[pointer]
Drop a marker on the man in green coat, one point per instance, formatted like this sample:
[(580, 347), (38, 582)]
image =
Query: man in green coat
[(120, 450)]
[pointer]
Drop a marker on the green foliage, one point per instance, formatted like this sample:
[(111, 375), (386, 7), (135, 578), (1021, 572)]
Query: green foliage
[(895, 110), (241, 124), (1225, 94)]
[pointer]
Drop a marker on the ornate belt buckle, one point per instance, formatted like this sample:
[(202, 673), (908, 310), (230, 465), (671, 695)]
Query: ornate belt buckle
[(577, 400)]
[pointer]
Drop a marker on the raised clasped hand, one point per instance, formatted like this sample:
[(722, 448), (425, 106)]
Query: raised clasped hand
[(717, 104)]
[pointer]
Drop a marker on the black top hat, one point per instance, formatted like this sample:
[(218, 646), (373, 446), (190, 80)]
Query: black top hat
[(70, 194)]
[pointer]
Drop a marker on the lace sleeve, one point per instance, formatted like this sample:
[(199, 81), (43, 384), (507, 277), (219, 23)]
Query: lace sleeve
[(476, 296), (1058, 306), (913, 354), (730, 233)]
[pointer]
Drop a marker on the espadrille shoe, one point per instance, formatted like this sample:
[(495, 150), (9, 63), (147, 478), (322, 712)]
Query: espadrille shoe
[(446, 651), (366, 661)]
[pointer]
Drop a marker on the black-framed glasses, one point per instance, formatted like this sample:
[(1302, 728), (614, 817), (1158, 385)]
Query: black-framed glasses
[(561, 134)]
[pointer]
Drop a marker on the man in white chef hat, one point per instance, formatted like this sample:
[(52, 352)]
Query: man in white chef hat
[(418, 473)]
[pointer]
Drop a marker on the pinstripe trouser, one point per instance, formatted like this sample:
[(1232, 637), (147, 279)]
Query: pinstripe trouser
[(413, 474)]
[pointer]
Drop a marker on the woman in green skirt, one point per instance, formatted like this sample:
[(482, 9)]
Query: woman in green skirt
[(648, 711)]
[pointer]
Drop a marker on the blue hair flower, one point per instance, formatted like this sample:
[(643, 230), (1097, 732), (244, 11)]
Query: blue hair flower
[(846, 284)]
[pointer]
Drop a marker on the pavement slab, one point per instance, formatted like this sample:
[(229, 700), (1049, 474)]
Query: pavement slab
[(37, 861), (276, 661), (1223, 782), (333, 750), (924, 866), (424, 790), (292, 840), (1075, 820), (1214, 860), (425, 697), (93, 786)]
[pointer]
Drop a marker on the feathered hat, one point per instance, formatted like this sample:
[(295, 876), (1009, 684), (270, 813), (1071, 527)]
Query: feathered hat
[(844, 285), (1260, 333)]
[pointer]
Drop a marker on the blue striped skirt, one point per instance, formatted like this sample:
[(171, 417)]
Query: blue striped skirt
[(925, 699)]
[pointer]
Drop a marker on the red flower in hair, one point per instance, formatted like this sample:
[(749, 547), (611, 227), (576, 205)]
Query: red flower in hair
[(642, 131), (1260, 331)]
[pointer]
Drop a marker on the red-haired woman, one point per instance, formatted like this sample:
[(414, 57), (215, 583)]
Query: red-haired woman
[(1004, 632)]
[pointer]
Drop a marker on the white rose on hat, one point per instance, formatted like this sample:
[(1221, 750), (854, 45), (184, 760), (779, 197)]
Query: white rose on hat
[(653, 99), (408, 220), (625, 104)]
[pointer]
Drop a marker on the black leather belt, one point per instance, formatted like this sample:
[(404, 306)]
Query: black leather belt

§ What you are asked to do
Exactly the lines above from the one with "Drop a marker on the feathered" to the one with "Drop a marker on the white", both included, are to be quoted; leave the rest out.

§ Exercise solution
Drop a marker on the feathered hat, one point per instance, formatted like this sample:
[(295, 876), (1009, 684), (270, 813), (1071, 527)]
Query: feathered hat
[(844, 285), (1260, 333)]
[pointer]
Drop a marker on the blue striped skirt, one point per instance, formatted like this sample:
[(171, 417)]
Query: blue striped skirt
[(925, 699)]
[pointer]
Drop a marker on the red flower in hair, one point per instance, formatted like this sample:
[(749, 547), (611, 227), (576, 205)]
Query: red flower in hair
[(642, 131), (1260, 331)]
[pointer]
Drop a marker on the red-haired woman, one point per instance, formatted like this sample:
[(414, 57), (215, 583)]
Query: red-haired woman
[(1004, 632)]
[pointer]
Drop a marker on the white rose on hat, one point per instance, formatted like this sample:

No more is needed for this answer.